== Excerpt provided ==

Dykes has seen a therapist as well. He said the sessions help him weigh the potential personal toll of taking on another overtime shift versus the tax on his nursing colleagues as a group if they’re stretched thin by a staffing shortage.

On the days he is scheduled to work in the COVID-19 unit, Dykes begins his shift with a deep breath, and starts to think practically. Which is to say, he drinks all of the iced coffee he brought with him. Otherwise, it will surely water all the way down in the hours before he sees it again. He also swigs cups of water, because he knows that the full-body protective gear he must wear during the shift will double as a sauna suit and because he must put on a whole new set of gear if he takes a water break.

“I'm very glad that we're as heavily protected as we are,” Dykes said. “I, to this day, haven't had COVID, I think. because of the precautions that we take. But, I mean, it's a plastic-covered bunny suit. Covers on your shoes, two pairs of gloves, and either a really tight mask or a respirator. Hair covers. And you're in that the whole time. You wear that the entire time that you're caring for these people, running around doing who knows what. So it gets very hot and you can't eat or drink while you're there, so you have to remove all of that to take a break. And then you'd have to put it all back on whenever you are going to go back to care for your patients.”

When patients are admitted to the emergency room with issues stemming from a COVID-19 infection, Dykes said, they tend to present similarly. They have shortness of breath, or fatigue, or sometimes gastrointestinal symptoms. By the time they arrive in the ICU, he said, “they usually look very, very ill.”

But they can still talk to their families and to their medical team. They can eat, but often, Dykes said, they’re working so hard to breathe that they lose their appetites. It soon becomes more patient-specific about who does OK and who does worse, he said.

===
== Given records ==

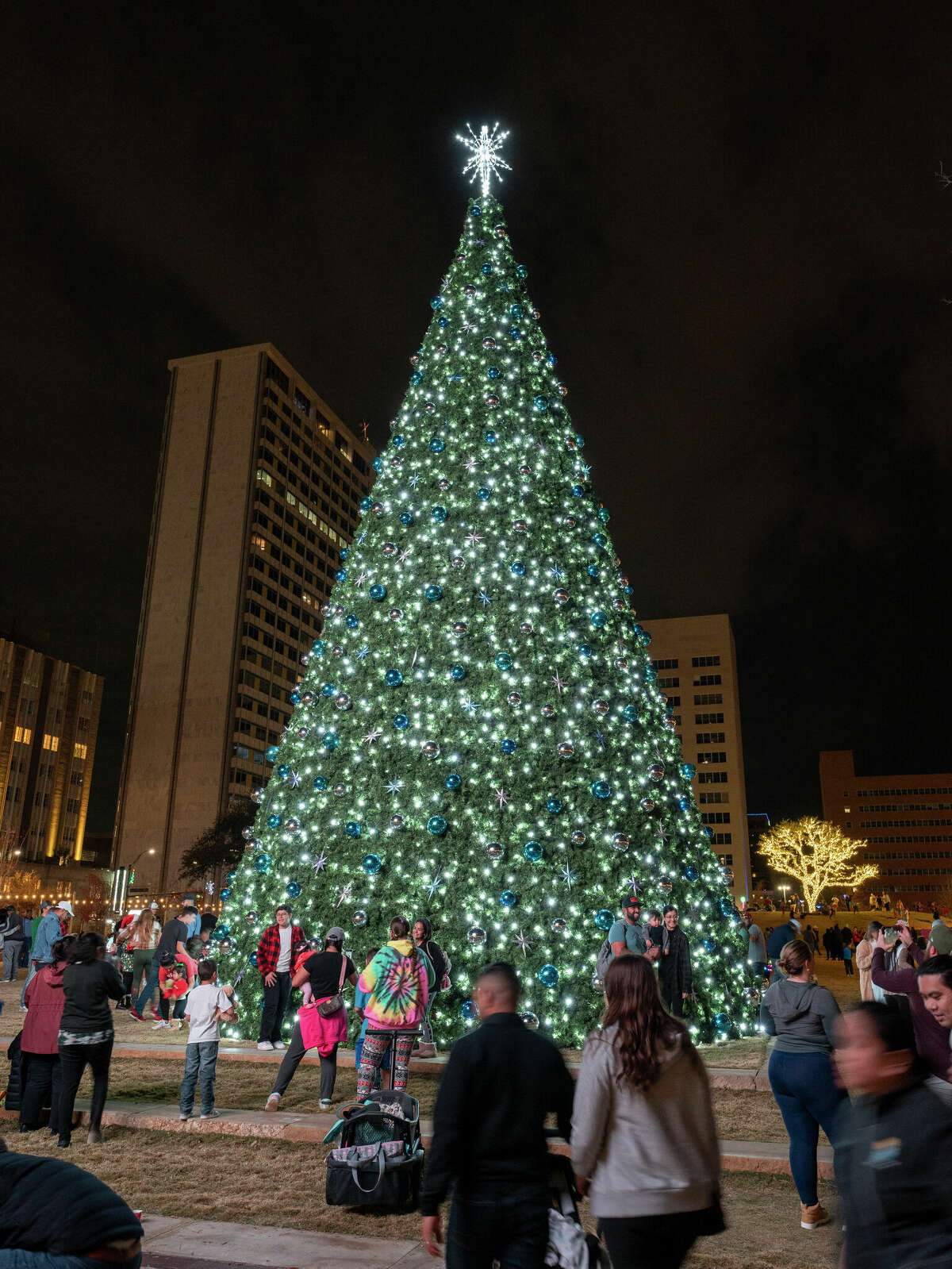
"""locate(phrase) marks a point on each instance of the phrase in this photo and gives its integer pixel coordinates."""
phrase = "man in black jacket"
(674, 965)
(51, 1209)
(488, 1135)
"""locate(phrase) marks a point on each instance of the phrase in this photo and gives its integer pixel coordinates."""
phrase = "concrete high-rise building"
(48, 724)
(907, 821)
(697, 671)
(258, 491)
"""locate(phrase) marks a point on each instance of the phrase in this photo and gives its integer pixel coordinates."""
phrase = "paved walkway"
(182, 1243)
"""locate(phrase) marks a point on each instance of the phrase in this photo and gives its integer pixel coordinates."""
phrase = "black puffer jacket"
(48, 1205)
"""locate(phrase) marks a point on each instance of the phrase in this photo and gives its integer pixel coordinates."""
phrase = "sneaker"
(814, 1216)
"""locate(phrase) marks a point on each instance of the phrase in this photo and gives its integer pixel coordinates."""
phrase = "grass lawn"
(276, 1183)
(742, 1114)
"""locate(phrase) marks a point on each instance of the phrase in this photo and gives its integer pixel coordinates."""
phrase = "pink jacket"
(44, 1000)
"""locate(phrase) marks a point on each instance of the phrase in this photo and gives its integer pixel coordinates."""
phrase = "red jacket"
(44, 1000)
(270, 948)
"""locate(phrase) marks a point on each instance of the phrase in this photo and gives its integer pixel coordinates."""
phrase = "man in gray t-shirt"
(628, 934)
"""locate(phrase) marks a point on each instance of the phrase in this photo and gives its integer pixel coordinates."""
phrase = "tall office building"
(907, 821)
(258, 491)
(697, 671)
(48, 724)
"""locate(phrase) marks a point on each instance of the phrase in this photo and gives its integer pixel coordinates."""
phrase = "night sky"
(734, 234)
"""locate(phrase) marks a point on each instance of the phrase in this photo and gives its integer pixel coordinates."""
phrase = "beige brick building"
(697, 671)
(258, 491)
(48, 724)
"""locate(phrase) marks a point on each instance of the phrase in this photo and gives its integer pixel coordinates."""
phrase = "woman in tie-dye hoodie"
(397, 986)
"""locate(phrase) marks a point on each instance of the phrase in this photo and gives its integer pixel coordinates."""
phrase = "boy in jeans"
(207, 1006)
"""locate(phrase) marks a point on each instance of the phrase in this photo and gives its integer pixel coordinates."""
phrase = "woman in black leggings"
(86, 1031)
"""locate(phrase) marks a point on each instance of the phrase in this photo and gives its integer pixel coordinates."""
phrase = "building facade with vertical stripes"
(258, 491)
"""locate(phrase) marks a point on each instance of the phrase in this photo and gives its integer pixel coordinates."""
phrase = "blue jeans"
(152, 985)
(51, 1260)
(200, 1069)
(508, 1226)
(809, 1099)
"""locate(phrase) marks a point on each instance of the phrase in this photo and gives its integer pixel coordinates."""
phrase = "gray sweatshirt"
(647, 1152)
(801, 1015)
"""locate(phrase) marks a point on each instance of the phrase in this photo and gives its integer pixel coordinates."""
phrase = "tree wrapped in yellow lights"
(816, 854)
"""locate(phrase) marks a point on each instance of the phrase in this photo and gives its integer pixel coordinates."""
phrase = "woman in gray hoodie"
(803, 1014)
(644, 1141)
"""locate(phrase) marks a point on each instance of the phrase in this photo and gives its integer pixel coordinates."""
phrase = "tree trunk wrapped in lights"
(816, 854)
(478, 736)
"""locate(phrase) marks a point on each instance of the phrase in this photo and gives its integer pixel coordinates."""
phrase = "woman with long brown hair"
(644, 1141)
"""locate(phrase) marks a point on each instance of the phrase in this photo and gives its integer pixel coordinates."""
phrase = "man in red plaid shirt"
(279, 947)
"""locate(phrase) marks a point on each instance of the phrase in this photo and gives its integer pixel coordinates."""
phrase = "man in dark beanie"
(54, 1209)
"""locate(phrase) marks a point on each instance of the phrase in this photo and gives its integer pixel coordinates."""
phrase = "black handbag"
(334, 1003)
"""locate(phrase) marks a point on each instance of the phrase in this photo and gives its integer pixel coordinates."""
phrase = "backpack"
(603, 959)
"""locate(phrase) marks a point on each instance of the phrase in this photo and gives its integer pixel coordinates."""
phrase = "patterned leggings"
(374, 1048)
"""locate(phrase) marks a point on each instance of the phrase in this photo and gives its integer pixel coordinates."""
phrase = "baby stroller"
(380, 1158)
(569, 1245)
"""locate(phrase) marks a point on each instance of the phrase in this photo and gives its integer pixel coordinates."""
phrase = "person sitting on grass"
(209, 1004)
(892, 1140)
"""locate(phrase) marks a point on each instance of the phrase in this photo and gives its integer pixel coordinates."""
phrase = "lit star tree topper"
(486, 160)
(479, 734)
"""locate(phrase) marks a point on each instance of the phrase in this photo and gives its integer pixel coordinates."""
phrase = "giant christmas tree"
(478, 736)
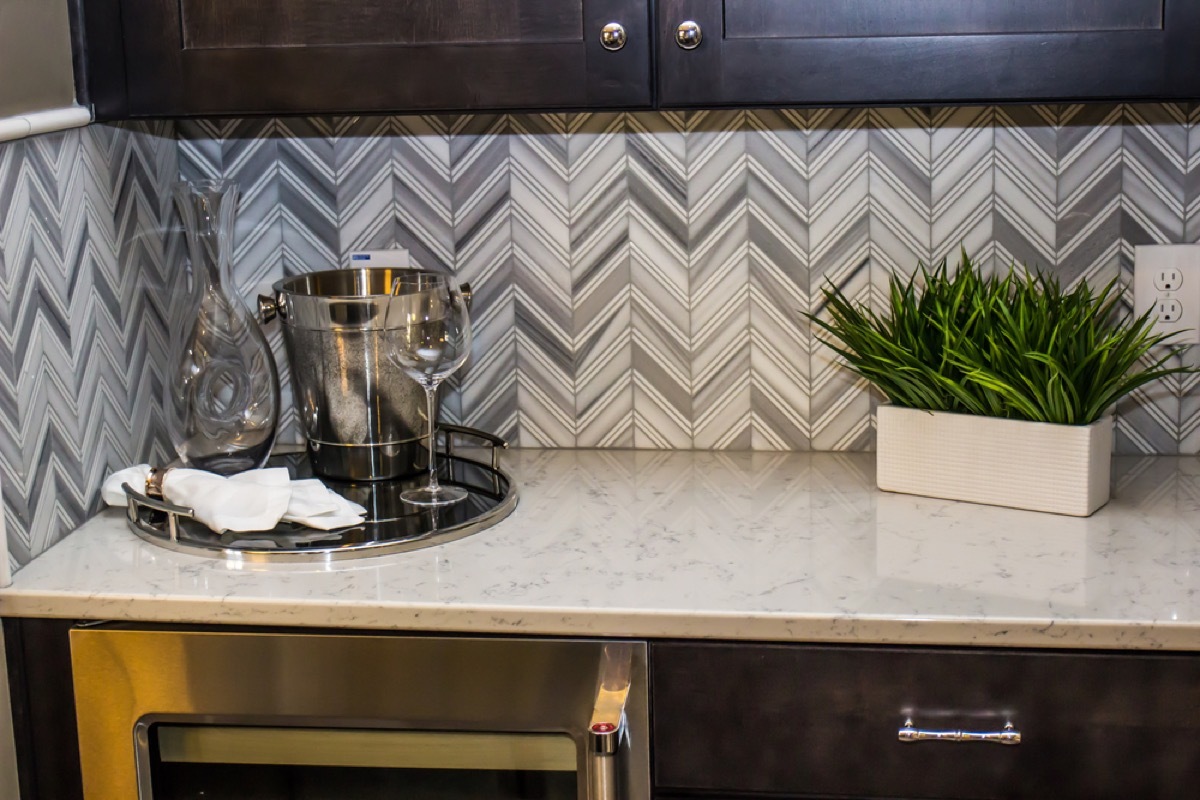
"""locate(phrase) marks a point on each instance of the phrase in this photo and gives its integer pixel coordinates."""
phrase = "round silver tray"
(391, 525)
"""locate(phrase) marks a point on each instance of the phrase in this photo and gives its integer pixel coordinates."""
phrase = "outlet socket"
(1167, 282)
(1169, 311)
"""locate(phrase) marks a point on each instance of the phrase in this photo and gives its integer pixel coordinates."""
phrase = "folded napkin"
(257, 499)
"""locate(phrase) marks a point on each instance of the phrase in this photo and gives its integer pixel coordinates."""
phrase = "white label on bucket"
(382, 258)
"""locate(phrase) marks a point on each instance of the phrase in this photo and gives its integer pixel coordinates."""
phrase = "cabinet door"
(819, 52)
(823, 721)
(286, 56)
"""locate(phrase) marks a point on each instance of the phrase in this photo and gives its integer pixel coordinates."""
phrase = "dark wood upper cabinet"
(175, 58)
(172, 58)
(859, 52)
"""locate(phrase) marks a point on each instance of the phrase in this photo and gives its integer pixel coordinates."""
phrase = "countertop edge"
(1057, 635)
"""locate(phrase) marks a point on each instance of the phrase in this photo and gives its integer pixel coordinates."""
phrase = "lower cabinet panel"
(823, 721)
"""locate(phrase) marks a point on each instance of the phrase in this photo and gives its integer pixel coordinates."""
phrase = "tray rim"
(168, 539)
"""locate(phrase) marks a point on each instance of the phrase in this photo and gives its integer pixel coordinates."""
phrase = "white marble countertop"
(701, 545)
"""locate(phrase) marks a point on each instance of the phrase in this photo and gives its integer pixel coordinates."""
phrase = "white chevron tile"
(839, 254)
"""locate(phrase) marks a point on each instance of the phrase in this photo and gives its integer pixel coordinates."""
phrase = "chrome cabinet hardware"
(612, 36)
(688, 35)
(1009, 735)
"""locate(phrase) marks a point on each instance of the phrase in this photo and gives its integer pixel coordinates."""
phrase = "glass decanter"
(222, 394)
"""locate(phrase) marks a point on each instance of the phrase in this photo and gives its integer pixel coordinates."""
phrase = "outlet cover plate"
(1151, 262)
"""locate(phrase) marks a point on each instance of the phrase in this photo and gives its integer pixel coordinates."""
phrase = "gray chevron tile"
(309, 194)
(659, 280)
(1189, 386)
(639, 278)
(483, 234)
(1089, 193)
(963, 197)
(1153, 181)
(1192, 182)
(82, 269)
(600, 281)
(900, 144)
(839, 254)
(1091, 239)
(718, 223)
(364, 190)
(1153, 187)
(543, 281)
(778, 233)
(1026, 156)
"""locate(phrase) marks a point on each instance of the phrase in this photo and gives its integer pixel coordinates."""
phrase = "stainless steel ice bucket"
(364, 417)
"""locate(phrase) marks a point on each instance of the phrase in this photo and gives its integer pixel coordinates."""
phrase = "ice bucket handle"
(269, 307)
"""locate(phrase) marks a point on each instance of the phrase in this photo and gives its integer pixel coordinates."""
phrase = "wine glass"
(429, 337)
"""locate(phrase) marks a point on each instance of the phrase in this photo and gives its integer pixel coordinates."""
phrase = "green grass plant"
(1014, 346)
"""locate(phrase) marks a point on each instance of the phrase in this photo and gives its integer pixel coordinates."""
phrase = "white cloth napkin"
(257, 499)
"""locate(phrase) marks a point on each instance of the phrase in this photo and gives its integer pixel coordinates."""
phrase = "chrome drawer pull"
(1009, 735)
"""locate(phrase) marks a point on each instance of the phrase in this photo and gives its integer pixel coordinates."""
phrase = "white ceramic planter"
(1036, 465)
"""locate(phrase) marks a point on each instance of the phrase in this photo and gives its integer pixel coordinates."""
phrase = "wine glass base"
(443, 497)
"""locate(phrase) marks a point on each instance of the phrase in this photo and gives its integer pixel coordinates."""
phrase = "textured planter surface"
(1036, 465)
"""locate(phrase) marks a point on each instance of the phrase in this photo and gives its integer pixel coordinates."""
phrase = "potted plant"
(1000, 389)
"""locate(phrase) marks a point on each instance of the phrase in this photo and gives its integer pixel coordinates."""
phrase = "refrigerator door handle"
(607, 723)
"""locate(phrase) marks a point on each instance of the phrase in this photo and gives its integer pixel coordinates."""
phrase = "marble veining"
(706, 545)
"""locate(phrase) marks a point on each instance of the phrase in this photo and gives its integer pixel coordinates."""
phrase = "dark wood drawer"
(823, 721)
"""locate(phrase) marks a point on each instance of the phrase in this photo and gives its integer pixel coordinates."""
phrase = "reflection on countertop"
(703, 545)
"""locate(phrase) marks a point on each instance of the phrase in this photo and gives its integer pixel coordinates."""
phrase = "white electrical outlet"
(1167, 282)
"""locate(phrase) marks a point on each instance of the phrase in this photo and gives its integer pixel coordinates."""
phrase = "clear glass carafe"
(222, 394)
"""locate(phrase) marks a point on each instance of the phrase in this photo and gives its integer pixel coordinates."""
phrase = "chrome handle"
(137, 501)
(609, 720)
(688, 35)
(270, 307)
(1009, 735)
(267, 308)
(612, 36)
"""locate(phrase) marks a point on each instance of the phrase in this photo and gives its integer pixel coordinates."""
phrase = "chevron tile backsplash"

===

*Work instructions:*
1. Render this sentence from the excerpt on COVID-19 intensive care nursing into Spanish: "They can eat, but often, Dykes said, they’re working so hard to breathe that they lose their appetites."
2. Extend the excerpt on COVID-19 intensive care nursing with a few more paragraphs, picking up after its last sentence.
The records have no connection to the text.

*Answers for each item:*
1. Pueden comer, pero a menudo, dijo Dykes, se esfuerzan tanto por respirar que pierden el apetito.

2.
As oxygen levels in the blood decrease, Dykes said, “you become more and more confused, so sometimes it's a little bit scary because they feel like they can't breathe.” With equipment and encouragement, nurses try to help them draw one more breath after another.

The Do Not Resuscitate sign is a stark reminder of the fate faced by many patients in the COVID ward at Cox South Hospital. (Photo by Kaitlyn McConnell for CoxHealth)

Once, Dykes sat bedside with a patient for nine hours. The battery in the respirator mask he wore died, and while it still functioned like an N95 mask, Dykes had to wear the bulky, silicone device for hours.

“If you do (leave), they will suffer cardiac arrest or something (catastrophic),” he said, his voice trailing off, before adding: “You can't leave.”

The gear stayed on. By the end of the nine hours, the patient’s medical team determined he would need even more intensive care, in Kansas City. Dykes said he started the patient on a collection of vasoactive medications to stabilize his blood pressure in an effort to begin the process of moving him, gently, from his ICU bed to a stretcher to an ambulance — all while the patient lay prone on his stomach.

“I had to chemically paralyze him to keep him as sedated as possible, because if you touched him, his heart rate would drop,” he said. “His oxygen would drop. You couldn't reposition him. And I had a physician at the bedside help me transfer him onto the gurney to transport him because I was so afraid it wasn't going to go well. After that, I don't know what happened to him.”

The level of attention necessary to keep a critical COVID-19 patient stabilized, to keep the person breathing, he said, is immense.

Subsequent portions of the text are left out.